Quote the entries that follow exactly, leaving none out.

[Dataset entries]
----------
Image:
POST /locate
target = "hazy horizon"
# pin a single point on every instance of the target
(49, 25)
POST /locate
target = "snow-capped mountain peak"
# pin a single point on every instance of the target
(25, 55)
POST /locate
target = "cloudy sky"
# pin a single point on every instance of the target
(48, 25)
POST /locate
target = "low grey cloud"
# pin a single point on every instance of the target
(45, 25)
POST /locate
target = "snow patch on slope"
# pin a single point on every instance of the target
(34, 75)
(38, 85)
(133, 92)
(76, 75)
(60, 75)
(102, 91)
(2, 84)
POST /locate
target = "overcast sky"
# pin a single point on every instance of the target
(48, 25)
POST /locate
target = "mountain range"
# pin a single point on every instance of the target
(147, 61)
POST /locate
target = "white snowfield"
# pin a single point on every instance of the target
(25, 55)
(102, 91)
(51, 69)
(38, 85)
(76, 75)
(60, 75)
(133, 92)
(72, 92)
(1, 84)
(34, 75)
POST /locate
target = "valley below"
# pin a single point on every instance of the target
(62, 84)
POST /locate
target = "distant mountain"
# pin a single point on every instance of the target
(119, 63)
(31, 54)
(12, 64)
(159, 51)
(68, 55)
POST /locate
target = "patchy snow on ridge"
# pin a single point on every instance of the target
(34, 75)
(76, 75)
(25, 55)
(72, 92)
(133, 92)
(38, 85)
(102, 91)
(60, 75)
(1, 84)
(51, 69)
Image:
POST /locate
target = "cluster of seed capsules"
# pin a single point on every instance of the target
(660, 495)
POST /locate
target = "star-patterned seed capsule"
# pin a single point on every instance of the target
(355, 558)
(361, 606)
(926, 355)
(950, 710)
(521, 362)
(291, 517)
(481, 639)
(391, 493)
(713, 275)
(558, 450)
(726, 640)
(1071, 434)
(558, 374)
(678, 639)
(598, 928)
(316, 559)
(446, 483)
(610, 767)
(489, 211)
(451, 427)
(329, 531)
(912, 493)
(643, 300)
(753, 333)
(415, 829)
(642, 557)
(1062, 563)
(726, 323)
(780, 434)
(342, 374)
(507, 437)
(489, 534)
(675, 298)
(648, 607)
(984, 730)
----------
_RESULT OF THIS EXERCISE:_
Image:
POST /locate
target = "hazy horizon"
# pin a single point on every instance of the target
(49, 25)
POST /locate
target = "snow-capped mountain peak"
# pin a single point on every instance of the target
(25, 55)
POST /locate
target = "cloudy sky"
# pin a single point on every instance of the target
(48, 25)
POST /locate
target = "low grey cloud"
# pin a single point on every instance of the target
(45, 25)
POST /locate
target = "snow patch on slope"
# pin a single point on every instance of the target
(34, 75)
(38, 85)
(133, 92)
(76, 75)
(60, 75)
(102, 91)
(2, 84)
POST /locate
target = "overcast sky"
# pin a single point on every instance of the target
(48, 25)
POST /locate
target = "mountain range"
# pin a single point on every instance of the target
(147, 61)
POST /locate
target = "white snowfield"
# pin a single point on every instance of the target
(25, 55)
(102, 91)
(51, 69)
(38, 85)
(76, 75)
(60, 75)
(133, 92)
(72, 92)
(1, 84)
(34, 75)
POST /locate
target = "valley below"
# pin a single point on every instance of the target
(62, 84)
POST /locate
target = "distant mountain"
# pin a single point on every instance of the target
(119, 63)
(31, 54)
(12, 64)
(159, 51)
(68, 55)
POST /locate
target = "patchy snow on ridge"
# pin a single point on every instance of the target
(34, 75)
(76, 75)
(25, 55)
(72, 92)
(133, 92)
(38, 85)
(102, 91)
(60, 75)
(1, 84)
(51, 69)
Image:
POST /locate
target = "cluster of seed capsules"
# pin a single point on every instance of the target
(660, 495)
POST /locate
target = "star-patterned seed capsule"
# pin a single point on every instance of the target
(355, 558)
(361, 606)
(926, 355)
(950, 710)
(521, 362)
(291, 517)
(481, 639)
(391, 493)
(713, 275)
(558, 450)
(726, 640)
(1071, 434)
(558, 374)
(678, 639)
(598, 928)
(316, 559)
(446, 483)
(610, 767)
(489, 211)
(451, 427)
(329, 531)
(912, 493)
(643, 300)
(753, 333)
(415, 829)
(642, 557)
(1062, 563)
(726, 323)
(780, 434)
(342, 374)
(507, 437)
(489, 534)
(675, 298)
(648, 607)
(984, 730)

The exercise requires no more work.